Top of Data shown

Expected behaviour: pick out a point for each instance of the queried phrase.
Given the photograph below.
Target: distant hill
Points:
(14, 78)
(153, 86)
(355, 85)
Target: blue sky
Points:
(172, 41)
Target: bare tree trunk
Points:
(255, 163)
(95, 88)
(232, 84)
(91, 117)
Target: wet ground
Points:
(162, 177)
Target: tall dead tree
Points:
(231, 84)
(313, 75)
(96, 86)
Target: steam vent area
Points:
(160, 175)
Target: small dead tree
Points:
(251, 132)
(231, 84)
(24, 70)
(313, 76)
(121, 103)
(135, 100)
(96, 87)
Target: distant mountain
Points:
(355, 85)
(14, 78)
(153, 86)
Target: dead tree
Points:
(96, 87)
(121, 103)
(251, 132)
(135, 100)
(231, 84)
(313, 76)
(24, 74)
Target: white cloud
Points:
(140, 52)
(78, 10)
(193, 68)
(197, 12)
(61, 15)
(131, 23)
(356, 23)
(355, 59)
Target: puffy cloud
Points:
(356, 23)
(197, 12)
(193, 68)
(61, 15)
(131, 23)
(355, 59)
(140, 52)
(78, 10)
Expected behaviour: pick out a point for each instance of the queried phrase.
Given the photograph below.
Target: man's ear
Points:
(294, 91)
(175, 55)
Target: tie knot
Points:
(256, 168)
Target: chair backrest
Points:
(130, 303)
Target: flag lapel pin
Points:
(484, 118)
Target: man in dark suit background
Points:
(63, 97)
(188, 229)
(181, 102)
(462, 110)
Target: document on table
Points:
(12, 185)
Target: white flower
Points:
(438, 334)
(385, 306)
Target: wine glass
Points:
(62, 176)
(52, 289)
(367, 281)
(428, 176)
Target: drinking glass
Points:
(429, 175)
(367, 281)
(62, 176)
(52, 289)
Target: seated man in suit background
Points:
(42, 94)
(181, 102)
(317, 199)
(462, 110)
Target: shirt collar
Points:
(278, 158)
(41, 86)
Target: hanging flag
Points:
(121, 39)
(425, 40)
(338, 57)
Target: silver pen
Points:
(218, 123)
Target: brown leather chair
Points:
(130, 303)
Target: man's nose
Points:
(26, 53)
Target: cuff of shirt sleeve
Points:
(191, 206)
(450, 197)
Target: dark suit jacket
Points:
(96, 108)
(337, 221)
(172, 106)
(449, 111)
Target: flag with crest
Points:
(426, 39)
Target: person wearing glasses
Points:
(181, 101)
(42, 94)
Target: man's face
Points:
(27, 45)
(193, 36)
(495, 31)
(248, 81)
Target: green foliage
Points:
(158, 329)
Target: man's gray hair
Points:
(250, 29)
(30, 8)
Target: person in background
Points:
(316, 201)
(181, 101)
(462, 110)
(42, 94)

Bottom of Data shown

* Directions for this task
Only the line containing "Target: document on table" and the lines after it, through the end of the data, should be copied, exactly as they are.

* Response to this exercise
Target: document on table
Points:
(12, 185)
Target: white flower
Points:
(438, 334)
(385, 306)
Target: wine glass
Points:
(62, 176)
(52, 289)
(367, 281)
(428, 176)
Target: drinking glass
Points:
(429, 175)
(367, 281)
(62, 176)
(52, 289)
Target: seated man in suit background
Points:
(42, 94)
(181, 102)
(317, 199)
(462, 110)
Target: shirt collar
Points:
(278, 158)
(41, 86)
Target: hanging flag
Points:
(121, 39)
(425, 40)
(338, 57)
Target: silver pen
Points:
(218, 123)
Target: brown leather chair
Points:
(130, 303)
Target: man's nose
Points:
(26, 53)
Target: cuff of shirt sleeve
Points:
(191, 206)
(450, 197)
Target: dark suit jacket
Points:
(96, 108)
(337, 221)
(172, 106)
(449, 111)
Target: flag with crest
Points:
(426, 39)
Target: person wearing glasses
Points:
(181, 101)
(42, 94)
Target: man's face
Points:
(27, 45)
(193, 36)
(495, 31)
(248, 81)
Target: green foliage
Points:
(158, 329)
Target: man's gray hair
Points:
(250, 29)
(30, 8)
Target: person in background
Points:
(316, 201)
(181, 101)
(462, 110)
(42, 94)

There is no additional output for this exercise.